Posted by: federalist | Oct 4, 2012 12:59:19 PM

"Pennsylvania not really yet ready to get machinery of death started again."

Actually, the machinery of death is doing quite well in Pennsylvania. Last year, there were over 600 murders there.

If you mean the machinery for carrying out legal and fully deserved sentences is not yet ready to get started, yup, I agree with that. But much the same thing could have been said only a few years ago about neighboring Ohio.

Posted by: Bill Otis | Oct 4, 2012 1:58:52 PM

Williams, Draper and the attorneys sat on this
"Evidence" all these years and waited until the state and federal appeals were concluded, then spun their stories.

The amazing thing is the Commonwealth judge bought it and 3 members of the Parole Board urged clemency. Williams killed before the Norwood incident. This is a perfect case where the death penalty should be imposed.

▶ [OBJECTIVE A] Reproduce the comments on Pennsylvania's death penalty above word for word, in full.

▶ [GIVEN ENTRIES]
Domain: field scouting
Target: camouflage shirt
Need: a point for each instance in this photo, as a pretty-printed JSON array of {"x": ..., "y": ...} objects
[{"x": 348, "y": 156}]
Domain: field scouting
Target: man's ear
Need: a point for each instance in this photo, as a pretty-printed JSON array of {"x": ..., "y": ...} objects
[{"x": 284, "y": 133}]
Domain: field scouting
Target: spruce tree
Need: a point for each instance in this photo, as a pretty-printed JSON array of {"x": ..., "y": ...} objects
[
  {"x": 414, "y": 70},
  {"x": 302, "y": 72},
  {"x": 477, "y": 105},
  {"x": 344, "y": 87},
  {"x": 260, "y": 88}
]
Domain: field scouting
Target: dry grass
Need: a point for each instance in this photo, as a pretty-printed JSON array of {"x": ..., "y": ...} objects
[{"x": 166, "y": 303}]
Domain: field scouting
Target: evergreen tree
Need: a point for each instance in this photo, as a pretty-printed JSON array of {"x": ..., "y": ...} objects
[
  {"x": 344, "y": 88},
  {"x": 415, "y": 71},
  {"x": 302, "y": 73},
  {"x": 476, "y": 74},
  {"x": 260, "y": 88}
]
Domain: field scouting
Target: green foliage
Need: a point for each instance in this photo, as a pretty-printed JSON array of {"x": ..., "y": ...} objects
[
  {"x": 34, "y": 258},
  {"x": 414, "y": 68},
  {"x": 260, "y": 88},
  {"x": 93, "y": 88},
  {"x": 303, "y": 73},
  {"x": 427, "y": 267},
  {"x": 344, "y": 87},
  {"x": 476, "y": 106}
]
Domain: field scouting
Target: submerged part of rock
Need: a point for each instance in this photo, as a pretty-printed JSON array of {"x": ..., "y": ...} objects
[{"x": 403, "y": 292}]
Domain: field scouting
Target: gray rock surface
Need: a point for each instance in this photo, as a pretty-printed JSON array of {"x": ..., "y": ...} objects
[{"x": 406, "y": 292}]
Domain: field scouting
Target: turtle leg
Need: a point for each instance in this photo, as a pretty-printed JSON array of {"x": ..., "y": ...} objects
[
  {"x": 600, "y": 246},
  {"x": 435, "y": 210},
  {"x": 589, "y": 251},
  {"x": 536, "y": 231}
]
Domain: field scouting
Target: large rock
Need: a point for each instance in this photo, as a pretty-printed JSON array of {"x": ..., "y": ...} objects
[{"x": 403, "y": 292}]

▶ [OBJECTIVE B] Count the lines in the rows above that contain the string "tree", treating uppercase and lowercase as different, and give only the number.

▶ [CORRECT OUTPUT A]
Posted by: federalist | Oct 4, 2012 12:59:19 PM

"Pennsylvania not really yet ready to get machinery of death started again."

Actually, the machinery of death is doing quite well in Pennsylvania. Last year, there were over 600 murders there.

If you mean the machinery for carrying out legal and fully deserved sentences is not yet ready to get started, yup, I agree with that. But much the same thing could have been said only a few years ago about neighboring Ohio.

Posted by: Bill Otis | Oct 4, 2012 1:58:52 PM

Williams, Draper and the attorneys sat on this
"Evidence" all these years and waited until the state and federal appeals were concluded, then spun their stories.

The amazing thing is the Commonwealth judge bought it and 3 members of the Parole Board urged clemency. Williams killed before the Norwood incident. This is a perfect case where the death penalty should be imposed.

▶ [CORRECT OUTPUT B] 2